++++ Texte ++++

Un édifice public, un pont, une grande route, sont des revenus épargnés, accumulés, formant un capital dont la rente est un produit immatériel consommé par le public. Si la construction d’un pont ou d’une route, jointe à l’acquisition du fonds de terre sur lequel s’est faite cette construction, a coûté un million, le paiement de l’usage que le public en fait chaque année peut être évalué cinquante mille francs[1].

Il y a des produits immatériels auxquels un fonds de terre a la principale part. Telle est la jouissance qu’on retire d’un parc, d’un jardin d’agrément. Cette jouissance est le fruit d’un service journalier rendu par le jardin d’agrément, et qui se consomme à mesure qu’il est produit.

On voit qu’il ne faut pas confondre un terrain productif d’agrément avec des terres absolument improductives, des terres en friche. Nouvelle analogie qui se trouve entre les fonds de terre et les capitaux, puisqu’on vient de voir que, parmi ceux-ci, il s’en trouve qui sont de même productifs de produits immatériels, et d’autres qui sont absolument inactifs.

Dans les jardins et les parcs d’agrément, il y a toujours quelque dépense faite en embellissement. Dans ce cas, il y a un capital réuni au fonds de terre pour donner un produit immatériel.

Il y a des parcs d’agrément qui produisent en même temps des bois et des pâturages. Ceux-là donnent des produits de l’un et de l’autre genre. Les anciens jardins français ne donnaient aucun produit matériel. Les jardins modernes sont un peu plus profitables ; ils le seraient davantage, si les produits du potager et ceux du verger s’y montraient un peu plus souvent. Sans doute ce serait être trop sévère que de reprocher à un propriétaire aisé les portions de son héritage qu’il consacre au pur agrément. Les doux momens qu’il y passe entouré de sa famille, le salutaire

  1. S’il y a, en outre, pour mille francs d’entretien annuel, la consommation que le public fait de cette construction peut alors être évalué cinquante-un mille francs par an. Il faut nécessairement calculer ainsi, lorsqu’on veut comparer le profit que retirent les contribuables par l’usage, avec les sacrifices qu’on a exigés d’eux. Cet usage, qui coûte ici, par supposition, cinquante-un mille francs, est un bon marché pour le public, s’il lui procure annuellement, sur ses frais de production, une épargne qui excède cette somme, ou, ce qui revient au même, une augmentation de produits. Dans le cas contraire, c’est un mauvais marché que l’administration a fait faire au public.

++++

Consigne:
Les affirmations suivantes sont-elles conformes au texte ? (a) Les anciens jardins français donnaient quelques produits matériels. (b) Les jardins et les parcs d'agrément entraînent toujours une certaine dépense d'embellissement. (c) Pour un pont qui a coûté un million, l'usage annuel par le public peut être évalué à cinquante mille francs. Répondez à chacune par oui ou non, en recopiant mot pour mot les termes du texte qui permettent de trancher.

++++ Entrées de données ++++

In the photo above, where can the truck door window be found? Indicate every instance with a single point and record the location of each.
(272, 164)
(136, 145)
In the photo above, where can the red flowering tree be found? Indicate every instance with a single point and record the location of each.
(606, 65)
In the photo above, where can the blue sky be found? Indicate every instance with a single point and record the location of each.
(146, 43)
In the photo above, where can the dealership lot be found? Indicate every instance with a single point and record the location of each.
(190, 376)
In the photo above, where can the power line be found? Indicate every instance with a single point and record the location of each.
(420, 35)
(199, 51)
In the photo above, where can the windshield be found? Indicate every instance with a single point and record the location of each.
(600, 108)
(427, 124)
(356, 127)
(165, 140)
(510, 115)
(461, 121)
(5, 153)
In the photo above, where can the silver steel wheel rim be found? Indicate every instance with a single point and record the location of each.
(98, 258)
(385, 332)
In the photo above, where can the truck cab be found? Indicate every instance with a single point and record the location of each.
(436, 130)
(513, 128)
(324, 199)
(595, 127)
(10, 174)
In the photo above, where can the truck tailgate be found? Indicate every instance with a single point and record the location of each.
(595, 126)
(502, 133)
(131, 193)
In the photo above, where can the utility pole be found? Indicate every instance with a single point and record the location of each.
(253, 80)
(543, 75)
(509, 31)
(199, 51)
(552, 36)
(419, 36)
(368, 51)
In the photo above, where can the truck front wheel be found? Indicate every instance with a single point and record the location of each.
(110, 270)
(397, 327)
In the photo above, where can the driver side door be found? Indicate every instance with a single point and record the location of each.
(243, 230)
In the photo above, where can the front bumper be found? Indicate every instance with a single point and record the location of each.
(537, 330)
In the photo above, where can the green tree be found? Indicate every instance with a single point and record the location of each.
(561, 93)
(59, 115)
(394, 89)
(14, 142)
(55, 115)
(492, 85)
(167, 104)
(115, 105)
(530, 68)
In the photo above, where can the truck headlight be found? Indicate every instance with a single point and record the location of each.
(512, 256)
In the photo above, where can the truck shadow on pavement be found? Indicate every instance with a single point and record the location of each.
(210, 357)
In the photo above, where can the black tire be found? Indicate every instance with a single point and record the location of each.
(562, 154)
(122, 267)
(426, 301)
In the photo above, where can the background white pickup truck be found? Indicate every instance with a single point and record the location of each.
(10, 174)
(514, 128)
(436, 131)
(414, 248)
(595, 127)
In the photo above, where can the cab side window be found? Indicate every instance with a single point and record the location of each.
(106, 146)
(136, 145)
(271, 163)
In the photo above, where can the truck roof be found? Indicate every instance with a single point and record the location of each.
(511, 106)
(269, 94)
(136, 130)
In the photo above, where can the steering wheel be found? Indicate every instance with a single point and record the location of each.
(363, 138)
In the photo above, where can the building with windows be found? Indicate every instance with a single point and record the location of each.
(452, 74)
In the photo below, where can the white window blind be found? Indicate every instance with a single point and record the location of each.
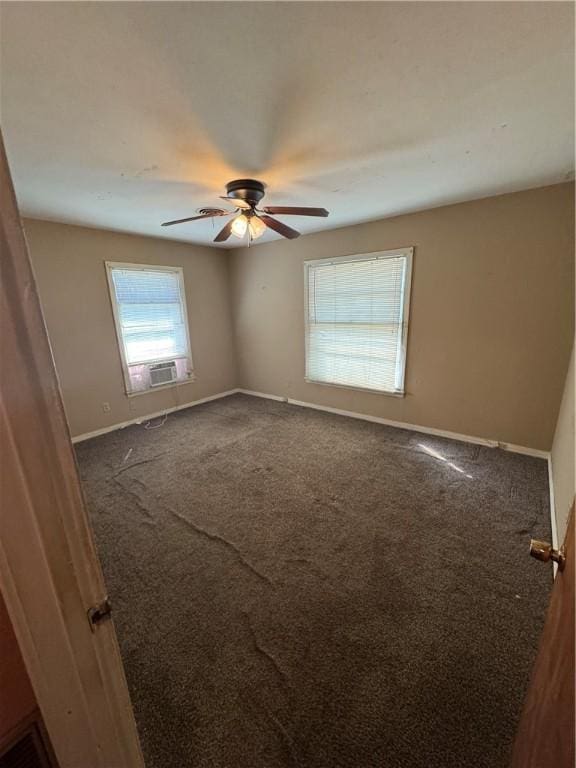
(150, 314)
(357, 320)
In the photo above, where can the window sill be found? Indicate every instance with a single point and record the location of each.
(171, 385)
(386, 392)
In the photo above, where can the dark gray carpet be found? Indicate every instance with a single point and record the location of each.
(294, 588)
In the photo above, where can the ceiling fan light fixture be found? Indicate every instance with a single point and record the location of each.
(239, 225)
(256, 227)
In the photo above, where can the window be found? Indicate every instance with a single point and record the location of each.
(357, 320)
(149, 308)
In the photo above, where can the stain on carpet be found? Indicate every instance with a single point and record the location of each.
(295, 588)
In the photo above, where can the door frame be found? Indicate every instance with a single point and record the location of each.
(49, 572)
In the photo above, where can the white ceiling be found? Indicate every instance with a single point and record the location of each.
(123, 115)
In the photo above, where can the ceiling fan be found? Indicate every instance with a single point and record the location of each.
(245, 195)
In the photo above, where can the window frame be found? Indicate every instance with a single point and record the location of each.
(406, 252)
(110, 266)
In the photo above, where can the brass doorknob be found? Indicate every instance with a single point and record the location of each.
(544, 551)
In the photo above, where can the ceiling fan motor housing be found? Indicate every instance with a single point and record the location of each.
(246, 189)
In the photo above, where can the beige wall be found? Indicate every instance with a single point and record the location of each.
(491, 318)
(563, 458)
(69, 267)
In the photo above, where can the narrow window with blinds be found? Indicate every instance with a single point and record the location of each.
(149, 309)
(357, 320)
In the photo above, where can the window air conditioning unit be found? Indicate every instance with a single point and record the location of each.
(162, 373)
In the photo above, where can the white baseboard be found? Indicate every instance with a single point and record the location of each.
(263, 394)
(148, 416)
(412, 427)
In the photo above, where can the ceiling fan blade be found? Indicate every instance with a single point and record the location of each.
(295, 211)
(196, 218)
(282, 229)
(238, 202)
(225, 232)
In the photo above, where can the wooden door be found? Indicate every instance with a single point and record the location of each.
(545, 738)
(49, 573)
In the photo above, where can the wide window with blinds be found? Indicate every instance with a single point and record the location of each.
(357, 320)
(149, 308)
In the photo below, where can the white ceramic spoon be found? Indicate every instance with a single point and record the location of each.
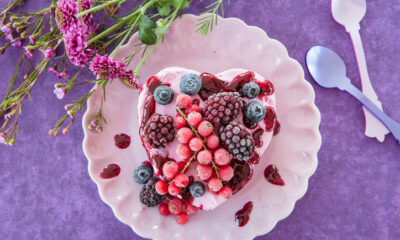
(349, 13)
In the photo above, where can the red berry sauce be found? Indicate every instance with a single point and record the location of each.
(257, 136)
(266, 88)
(272, 175)
(212, 84)
(110, 171)
(277, 128)
(122, 140)
(269, 120)
(242, 174)
(242, 216)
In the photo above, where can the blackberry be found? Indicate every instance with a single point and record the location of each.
(237, 140)
(159, 130)
(149, 195)
(222, 108)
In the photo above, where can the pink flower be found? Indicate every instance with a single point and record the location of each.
(75, 44)
(49, 53)
(59, 92)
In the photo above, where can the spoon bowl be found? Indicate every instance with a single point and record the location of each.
(326, 67)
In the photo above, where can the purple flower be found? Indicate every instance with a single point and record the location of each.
(75, 44)
(49, 53)
(65, 14)
(105, 67)
(59, 92)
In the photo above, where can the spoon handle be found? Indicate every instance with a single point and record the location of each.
(392, 125)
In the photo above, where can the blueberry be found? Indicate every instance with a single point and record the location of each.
(142, 174)
(163, 95)
(251, 90)
(190, 84)
(255, 111)
(197, 189)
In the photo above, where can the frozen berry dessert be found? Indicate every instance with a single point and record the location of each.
(204, 135)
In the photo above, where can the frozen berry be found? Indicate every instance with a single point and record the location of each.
(251, 90)
(173, 189)
(142, 174)
(183, 100)
(190, 84)
(181, 180)
(205, 128)
(183, 151)
(197, 189)
(214, 184)
(212, 142)
(254, 111)
(196, 144)
(162, 187)
(175, 206)
(204, 172)
(221, 157)
(163, 95)
(225, 192)
(179, 122)
(225, 173)
(190, 208)
(164, 209)
(193, 108)
(182, 218)
(184, 135)
(170, 169)
(194, 118)
(204, 157)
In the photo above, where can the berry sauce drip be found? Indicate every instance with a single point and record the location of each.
(255, 159)
(242, 174)
(266, 88)
(110, 171)
(122, 140)
(277, 128)
(242, 216)
(269, 120)
(272, 175)
(257, 137)
(212, 84)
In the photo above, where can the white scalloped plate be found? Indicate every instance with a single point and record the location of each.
(232, 44)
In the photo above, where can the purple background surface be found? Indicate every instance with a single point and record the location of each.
(46, 192)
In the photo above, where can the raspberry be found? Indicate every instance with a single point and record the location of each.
(225, 192)
(214, 184)
(173, 189)
(225, 173)
(204, 157)
(162, 187)
(222, 108)
(193, 108)
(179, 122)
(190, 208)
(181, 180)
(196, 144)
(184, 135)
(204, 172)
(205, 128)
(159, 131)
(183, 151)
(237, 140)
(222, 157)
(175, 206)
(212, 142)
(183, 100)
(164, 209)
(182, 218)
(170, 169)
(194, 118)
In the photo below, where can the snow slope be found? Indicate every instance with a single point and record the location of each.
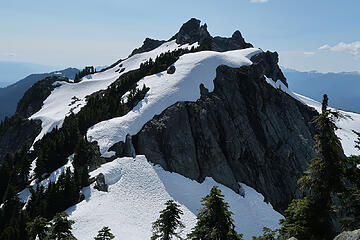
(167, 89)
(350, 121)
(138, 191)
(347, 123)
(70, 97)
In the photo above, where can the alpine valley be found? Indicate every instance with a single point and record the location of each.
(169, 122)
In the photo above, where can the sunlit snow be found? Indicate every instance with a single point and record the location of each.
(138, 191)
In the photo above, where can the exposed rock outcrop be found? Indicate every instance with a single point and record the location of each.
(270, 60)
(192, 32)
(96, 160)
(100, 183)
(124, 149)
(148, 45)
(222, 44)
(244, 131)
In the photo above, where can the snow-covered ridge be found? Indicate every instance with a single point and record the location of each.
(165, 90)
(138, 191)
(70, 97)
(346, 124)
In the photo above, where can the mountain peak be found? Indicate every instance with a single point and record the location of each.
(191, 32)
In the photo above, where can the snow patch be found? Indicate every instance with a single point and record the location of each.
(167, 89)
(346, 124)
(138, 191)
(59, 104)
(25, 194)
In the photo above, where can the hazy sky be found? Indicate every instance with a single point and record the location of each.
(318, 35)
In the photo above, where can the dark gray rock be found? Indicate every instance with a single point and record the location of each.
(148, 45)
(124, 149)
(204, 92)
(222, 44)
(191, 32)
(350, 235)
(270, 60)
(96, 160)
(171, 69)
(244, 131)
(100, 183)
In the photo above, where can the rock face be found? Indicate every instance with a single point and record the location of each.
(244, 131)
(148, 45)
(124, 149)
(171, 70)
(222, 44)
(270, 61)
(192, 32)
(100, 183)
(353, 235)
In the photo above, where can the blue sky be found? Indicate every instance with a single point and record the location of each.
(320, 35)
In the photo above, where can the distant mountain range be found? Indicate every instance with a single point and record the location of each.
(10, 95)
(342, 88)
(10, 72)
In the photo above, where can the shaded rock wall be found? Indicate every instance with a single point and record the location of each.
(244, 131)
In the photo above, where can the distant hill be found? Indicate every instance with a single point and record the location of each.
(342, 88)
(10, 95)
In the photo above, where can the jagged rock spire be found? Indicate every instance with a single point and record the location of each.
(191, 32)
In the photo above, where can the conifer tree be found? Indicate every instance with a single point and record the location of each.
(351, 197)
(164, 228)
(61, 228)
(104, 234)
(38, 228)
(214, 220)
(311, 217)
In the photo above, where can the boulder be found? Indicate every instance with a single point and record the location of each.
(124, 149)
(100, 183)
(171, 69)
(269, 61)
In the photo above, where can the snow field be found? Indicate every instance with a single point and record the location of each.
(70, 97)
(138, 191)
(167, 89)
(350, 121)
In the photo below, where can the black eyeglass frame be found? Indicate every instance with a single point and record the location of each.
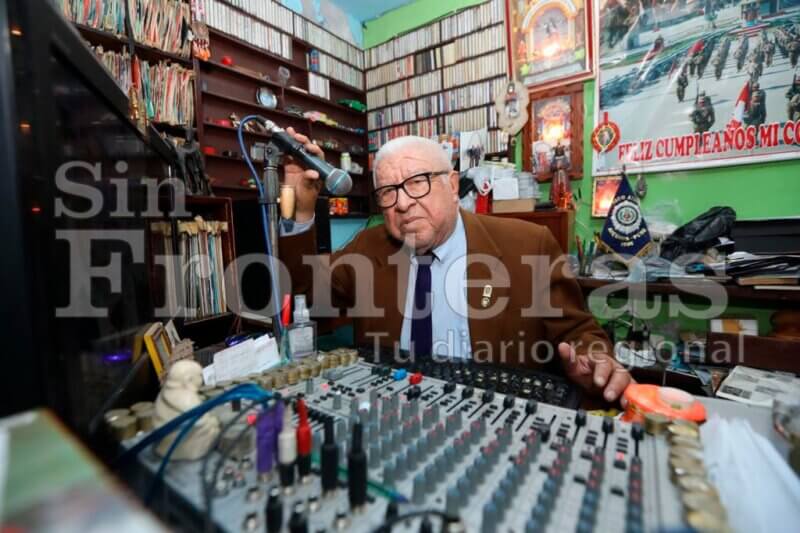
(402, 185)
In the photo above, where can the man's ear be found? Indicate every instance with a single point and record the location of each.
(454, 177)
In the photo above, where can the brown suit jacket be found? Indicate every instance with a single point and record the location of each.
(500, 333)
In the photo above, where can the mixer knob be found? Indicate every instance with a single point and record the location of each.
(400, 467)
(374, 455)
(490, 518)
(424, 447)
(637, 432)
(453, 502)
(427, 417)
(389, 474)
(412, 456)
(386, 447)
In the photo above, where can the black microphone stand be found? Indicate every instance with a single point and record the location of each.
(272, 191)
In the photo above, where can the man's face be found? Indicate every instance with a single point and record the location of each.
(422, 223)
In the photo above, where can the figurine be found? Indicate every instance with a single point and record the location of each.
(178, 395)
(560, 193)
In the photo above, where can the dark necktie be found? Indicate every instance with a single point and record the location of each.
(421, 324)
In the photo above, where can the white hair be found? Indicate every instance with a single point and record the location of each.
(409, 143)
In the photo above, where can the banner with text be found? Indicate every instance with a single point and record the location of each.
(693, 84)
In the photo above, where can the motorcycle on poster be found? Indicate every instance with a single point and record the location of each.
(698, 83)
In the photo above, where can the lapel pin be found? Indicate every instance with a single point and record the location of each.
(487, 294)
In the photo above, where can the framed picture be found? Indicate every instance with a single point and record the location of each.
(603, 191)
(158, 347)
(549, 41)
(553, 137)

++++

Résultat de l'exercice:
(a) Non : « Les anciens jardins français ne donnaient aucun produit matériel. »
(b) Oui : « Dans les jardins et les parcs d’agrément, il y a toujours quelque dépense faite en embellissement. »
(c) Oui : « a coûté un million, le paiement de l’usage que le public en fait chaque année peut être évalué cinquante mille francs »